----- Dataset
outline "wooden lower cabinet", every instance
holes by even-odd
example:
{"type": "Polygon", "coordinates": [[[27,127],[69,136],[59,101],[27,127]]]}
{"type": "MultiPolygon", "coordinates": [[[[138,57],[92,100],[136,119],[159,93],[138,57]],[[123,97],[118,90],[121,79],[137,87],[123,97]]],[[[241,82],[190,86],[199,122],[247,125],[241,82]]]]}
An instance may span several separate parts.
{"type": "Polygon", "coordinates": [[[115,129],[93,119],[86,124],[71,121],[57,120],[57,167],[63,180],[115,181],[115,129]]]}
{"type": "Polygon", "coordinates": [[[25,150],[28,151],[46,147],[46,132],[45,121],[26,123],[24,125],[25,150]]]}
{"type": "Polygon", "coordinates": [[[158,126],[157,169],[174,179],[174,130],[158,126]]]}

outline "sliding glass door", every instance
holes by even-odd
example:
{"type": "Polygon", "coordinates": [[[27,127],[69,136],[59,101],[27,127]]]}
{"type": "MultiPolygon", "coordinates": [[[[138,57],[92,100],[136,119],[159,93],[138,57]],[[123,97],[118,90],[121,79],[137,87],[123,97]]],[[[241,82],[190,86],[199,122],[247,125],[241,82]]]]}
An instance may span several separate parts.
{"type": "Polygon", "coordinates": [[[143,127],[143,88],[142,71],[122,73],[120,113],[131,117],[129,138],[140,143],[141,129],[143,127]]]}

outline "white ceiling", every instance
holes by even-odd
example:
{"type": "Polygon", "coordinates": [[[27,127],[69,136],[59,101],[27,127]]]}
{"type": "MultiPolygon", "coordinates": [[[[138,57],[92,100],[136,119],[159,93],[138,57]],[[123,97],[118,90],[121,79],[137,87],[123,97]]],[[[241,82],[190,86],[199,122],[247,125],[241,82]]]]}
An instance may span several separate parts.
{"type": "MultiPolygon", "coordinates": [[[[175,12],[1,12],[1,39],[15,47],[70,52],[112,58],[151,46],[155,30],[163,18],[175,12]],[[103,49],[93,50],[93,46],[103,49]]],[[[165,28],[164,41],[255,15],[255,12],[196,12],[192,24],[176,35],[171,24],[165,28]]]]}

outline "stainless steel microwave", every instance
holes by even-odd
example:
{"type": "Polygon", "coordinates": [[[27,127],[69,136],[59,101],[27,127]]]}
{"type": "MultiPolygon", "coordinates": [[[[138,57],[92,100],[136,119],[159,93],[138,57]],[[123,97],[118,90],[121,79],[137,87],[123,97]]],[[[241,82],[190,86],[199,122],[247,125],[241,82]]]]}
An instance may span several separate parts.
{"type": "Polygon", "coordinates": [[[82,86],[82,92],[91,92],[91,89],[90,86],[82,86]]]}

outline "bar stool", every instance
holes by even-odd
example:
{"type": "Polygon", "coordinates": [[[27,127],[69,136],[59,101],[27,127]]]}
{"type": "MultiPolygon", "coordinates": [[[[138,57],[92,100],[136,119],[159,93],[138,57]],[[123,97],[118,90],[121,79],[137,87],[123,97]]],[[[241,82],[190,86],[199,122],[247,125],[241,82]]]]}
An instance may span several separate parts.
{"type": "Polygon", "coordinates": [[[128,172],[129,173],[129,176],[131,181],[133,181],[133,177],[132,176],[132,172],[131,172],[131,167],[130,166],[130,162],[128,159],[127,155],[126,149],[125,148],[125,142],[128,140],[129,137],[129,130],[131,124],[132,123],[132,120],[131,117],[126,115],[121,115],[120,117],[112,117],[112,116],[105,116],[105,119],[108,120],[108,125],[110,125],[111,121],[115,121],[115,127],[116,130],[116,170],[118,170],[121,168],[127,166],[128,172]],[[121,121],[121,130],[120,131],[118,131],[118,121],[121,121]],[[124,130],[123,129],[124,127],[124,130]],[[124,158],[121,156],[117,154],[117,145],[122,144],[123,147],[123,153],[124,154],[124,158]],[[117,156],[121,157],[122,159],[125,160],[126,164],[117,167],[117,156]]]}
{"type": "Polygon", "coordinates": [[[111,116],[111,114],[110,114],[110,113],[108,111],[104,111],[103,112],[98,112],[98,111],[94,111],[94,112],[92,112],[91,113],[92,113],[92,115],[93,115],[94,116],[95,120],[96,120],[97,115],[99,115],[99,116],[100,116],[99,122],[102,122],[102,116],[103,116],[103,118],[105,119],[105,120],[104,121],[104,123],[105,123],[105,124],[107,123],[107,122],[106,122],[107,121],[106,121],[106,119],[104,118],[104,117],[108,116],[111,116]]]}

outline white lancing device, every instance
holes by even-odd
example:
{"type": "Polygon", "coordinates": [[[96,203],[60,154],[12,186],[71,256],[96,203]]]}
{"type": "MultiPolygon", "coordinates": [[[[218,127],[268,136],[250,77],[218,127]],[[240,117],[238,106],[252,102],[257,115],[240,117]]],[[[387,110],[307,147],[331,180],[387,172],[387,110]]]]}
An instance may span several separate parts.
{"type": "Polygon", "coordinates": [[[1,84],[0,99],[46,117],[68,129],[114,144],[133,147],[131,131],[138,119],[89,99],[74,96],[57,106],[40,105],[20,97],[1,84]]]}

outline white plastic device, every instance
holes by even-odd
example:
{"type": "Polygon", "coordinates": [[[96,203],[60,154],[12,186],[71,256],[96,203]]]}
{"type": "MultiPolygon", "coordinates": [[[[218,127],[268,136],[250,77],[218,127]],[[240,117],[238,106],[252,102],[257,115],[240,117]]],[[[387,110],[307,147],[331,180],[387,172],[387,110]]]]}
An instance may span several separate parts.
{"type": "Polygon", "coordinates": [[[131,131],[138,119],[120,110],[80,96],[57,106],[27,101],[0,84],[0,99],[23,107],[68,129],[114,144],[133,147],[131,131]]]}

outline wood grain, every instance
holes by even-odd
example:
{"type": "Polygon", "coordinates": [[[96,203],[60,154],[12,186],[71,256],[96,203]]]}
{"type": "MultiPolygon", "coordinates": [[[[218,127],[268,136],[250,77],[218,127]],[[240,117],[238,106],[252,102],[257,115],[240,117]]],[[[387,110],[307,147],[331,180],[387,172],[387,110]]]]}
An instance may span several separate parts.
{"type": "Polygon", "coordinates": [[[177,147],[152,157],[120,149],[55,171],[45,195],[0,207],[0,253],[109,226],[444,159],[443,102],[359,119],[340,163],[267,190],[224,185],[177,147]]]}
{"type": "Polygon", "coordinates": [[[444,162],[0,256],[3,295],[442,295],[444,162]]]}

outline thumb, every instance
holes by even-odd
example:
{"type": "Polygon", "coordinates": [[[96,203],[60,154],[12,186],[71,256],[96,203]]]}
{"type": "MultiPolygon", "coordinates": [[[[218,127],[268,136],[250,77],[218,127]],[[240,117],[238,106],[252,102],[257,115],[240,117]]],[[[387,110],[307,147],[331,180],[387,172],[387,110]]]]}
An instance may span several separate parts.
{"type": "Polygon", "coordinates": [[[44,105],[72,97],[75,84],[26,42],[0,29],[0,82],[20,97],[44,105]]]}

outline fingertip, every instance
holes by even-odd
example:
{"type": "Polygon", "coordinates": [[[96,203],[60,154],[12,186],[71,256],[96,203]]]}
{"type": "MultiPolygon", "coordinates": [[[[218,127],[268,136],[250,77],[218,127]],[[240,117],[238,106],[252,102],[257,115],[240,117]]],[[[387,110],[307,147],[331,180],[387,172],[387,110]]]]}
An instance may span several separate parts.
----------
Your task is to retype all the records above with nothing left out.

• _Response below_
outline "wooden lower cabinet", every instance
holes by even-odd
example:
{"type": "Polygon", "coordinates": [[[27,127],[69,136],[59,101],[27,127]]]}
{"type": "MultiPolygon", "coordinates": [[[[138,57],[92,100],[136,119],[159,93],[138,57]],[[123,97],[118,90],[121,79],[137,87],[123,97]]],[[[241,82],[190,86],[199,122],[247,125],[241,82]]]]}
An instance may span several separate parts.
{"type": "Polygon", "coordinates": [[[115,129],[93,119],[86,124],[71,121],[57,120],[57,167],[63,180],[115,181],[115,129]]]}
{"type": "Polygon", "coordinates": [[[25,150],[28,151],[46,147],[46,132],[45,121],[26,123],[24,125],[25,150]]]}
{"type": "Polygon", "coordinates": [[[158,126],[157,169],[174,179],[174,130],[158,126]]]}

outline "sliding glass door", every instance
holes by even-odd
example:
{"type": "Polygon", "coordinates": [[[27,127],[69,136],[59,101],[27,127]]]}
{"type": "MultiPolygon", "coordinates": [[[[138,57],[92,100],[136,119],[159,93],[138,57]],[[123,97],[118,90],[121,79],[137,87],[123,97]]],[[[241,82],[190,86],[199,122],[247,125],[241,82]]]]}
An instance may span several separate parts.
{"type": "Polygon", "coordinates": [[[143,127],[143,88],[142,71],[122,73],[120,113],[131,117],[129,138],[140,143],[141,129],[143,127]]]}

outline "white ceiling", every instance
holes by even-odd
example:
{"type": "Polygon", "coordinates": [[[27,127],[69,136],[59,101],[27,127]]]}
{"type": "MultiPolygon", "coordinates": [[[[138,57],[92,100],[136,119],[159,93],[138,57]],[[123,97],[118,90],[121,79],[137,87],[123,97]]],[[[241,82],[190,86],[199,122],[247,125],[241,82]]]]}
An instance may span several separate parts.
{"type": "MultiPolygon", "coordinates": [[[[175,12],[1,12],[1,39],[15,47],[70,52],[112,58],[151,46],[155,30],[163,18],[175,12]],[[103,49],[93,50],[93,46],[103,49]]],[[[165,28],[164,41],[255,15],[255,12],[196,12],[192,24],[176,35],[171,24],[165,28]]]]}

outline "stainless steel microwave", every instance
holes by even-odd
example:
{"type": "Polygon", "coordinates": [[[27,127],[69,136],[59,101],[27,127]]]}
{"type": "MultiPolygon", "coordinates": [[[[138,57],[92,100],[136,119],[159,93],[138,57]],[[123,97],[118,90],[121,79],[137,87],[123,97]]],[[[241,82],[190,86],[199,122],[247,125],[241,82]]]]}
An instance may span several separate parts.
{"type": "Polygon", "coordinates": [[[82,86],[82,92],[91,92],[91,89],[90,86],[82,86]]]}

outline "bar stool", every instance
holes by even-odd
example:
{"type": "Polygon", "coordinates": [[[27,127],[69,136],[59,101],[27,127]]]}
{"type": "MultiPolygon", "coordinates": [[[[138,57],[92,100],[136,119],[159,93],[138,57]],[[123,97],[118,90],[121,79],[137,87],[123,97]]],[[[241,82],[190,86],[199,122],[247,125],[241,82]]]]}
An instance may span several separate parts.
{"type": "Polygon", "coordinates": [[[128,172],[129,173],[129,176],[131,181],[133,181],[133,177],[132,176],[132,172],[131,172],[131,167],[130,166],[130,162],[128,159],[127,155],[126,149],[125,148],[125,142],[128,140],[129,137],[129,130],[131,124],[132,123],[132,120],[131,117],[126,115],[121,115],[120,117],[112,117],[112,116],[105,116],[105,119],[108,120],[108,125],[110,125],[111,121],[115,121],[115,127],[116,130],[116,170],[118,170],[121,168],[127,166],[128,172]],[[121,121],[121,130],[120,131],[118,131],[118,121],[121,121]],[[124,130],[123,129],[124,127],[124,130]],[[124,158],[121,156],[117,154],[117,145],[122,144],[123,147],[123,153],[124,154],[124,158]],[[117,156],[121,157],[122,159],[125,160],[126,164],[117,167],[117,156]]]}
{"type": "Polygon", "coordinates": [[[111,116],[111,114],[110,114],[110,113],[108,111],[104,111],[103,112],[98,112],[98,111],[94,111],[94,112],[92,112],[91,113],[92,113],[92,115],[93,115],[94,116],[95,120],[96,120],[97,115],[99,115],[99,116],[100,116],[99,122],[102,122],[102,116],[103,116],[103,118],[105,119],[105,120],[104,121],[104,123],[105,123],[105,124],[107,123],[107,122],[106,122],[107,121],[106,121],[106,119],[104,118],[104,117],[108,116],[111,116]]]}

outline white lancing device, every instance
holes by even-odd
example:
{"type": "Polygon", "coordinates": [[[96,203],[60,154],[12,186],[71,256],[96,203]]]}
{"type": "MultiPolygon", "coordinates": [[[[218,127],[268,136],[250,77],[218,127]],[[240,117],[238,106],[252,102],[257,115],[240,117]]],[[[387,110],[307,147],[331,180],[387,172],[387,110]]]]}
An instance may span several separate parts.
{"type": "Polygon", "coordinates": [[[1,84],[0,99],[46,117],[68,129],[114,144],[133,147],[131,131],[138,119],[89,99],[74,96],[57,106],[40,105],[20,97],[1,84]]]}

outline white plastic device, every instance
holes by even-odd
example:
{"type": "Polygon", "coordinates": [[[96,203],[60,154],[12,186],[71,256],[96,203]]]}
{"type": "MultiPolygon", "coordinates": [[[[218,127],[268,136],[250,77],[218,127]],[[240,117],[238,106],[252,102],[257,115],[240,117]]],[[[387,110],[307,147],[331,180],[387,172],[387,110]]]]}
An instance may span several separate parts.
{"type": "Polygon", "coordinates": [[[131,131],[138,119],[120,110],[80,96],[57,106],[27,101],[0,84],[0,99],[23,107],[68,129],[114,144],[133,147],[131,131]]]}

outline wood grain, every instance
holes by even-odd
example:
{"type": "Polygon", "coordinates": [[[96,203],[60,154],[12,186],[71,256],[96,203]]]}
{"type": "MultiPolygon", "coordinates": [[[[218,127],[268,136],[250,77],[218,127]],[[240,117],[238,106],[252,102],[257,115],[240,117]]],[[[387,110],[307,147],[331,180],[387,172],[387,110]]]]}
An instance may span several separate parts.
{"type": "Polygon", "coordinates": [[[177,147],[152,157],[120,149],[55,171],[45,195],[0,207],[0,253],[109,226],[444,159],[443,102],[359,119],[340,163],[267,190],[224,185],[177,147]]]}
{"type": "Polygon", "coordinates": [[[444,162],[0,256],[3,295],[442,295],[444,162]]]}

outline thumb, every instance
holes by even-odd
example:
{"type": "Polygon", "coordinates": [[[96,203],[60,154],[12,186],[71,256],[96,203]]]}
{"type": "MultiPolygon", "coordinates": [[[[218,127],[268,136],[250,77],[218,127]],[[240,117],[238,106],[252,102],[257,115],[240,117]]],[[[387,110],[307,147],[331,180],[387,172],[387,110]]]]}
An instance may span several separate parts.
{"type": "Polygon", "coordinates": [[[44,105],[72,97],[75,84],[26,42],[0,29],[0,82],[20,97],[44,105]]]}

outline fingertip, every instance
holes by even-odd
example:
{"type": "Polygon", "coordinates": [[[96,203],[60,154],[12,186],[71,256],[96,203]]]}
{"type": "MultiPolygon", "coordinates": [[[[218,127],[268,136],[250,77],[218,127]],[[240,117],[238,106],[252,102],[257,115],[240,117]]],[[[387,110],[307,147],[331,180],[387,172],[387,110]]]]}
An instance may span several separate parts.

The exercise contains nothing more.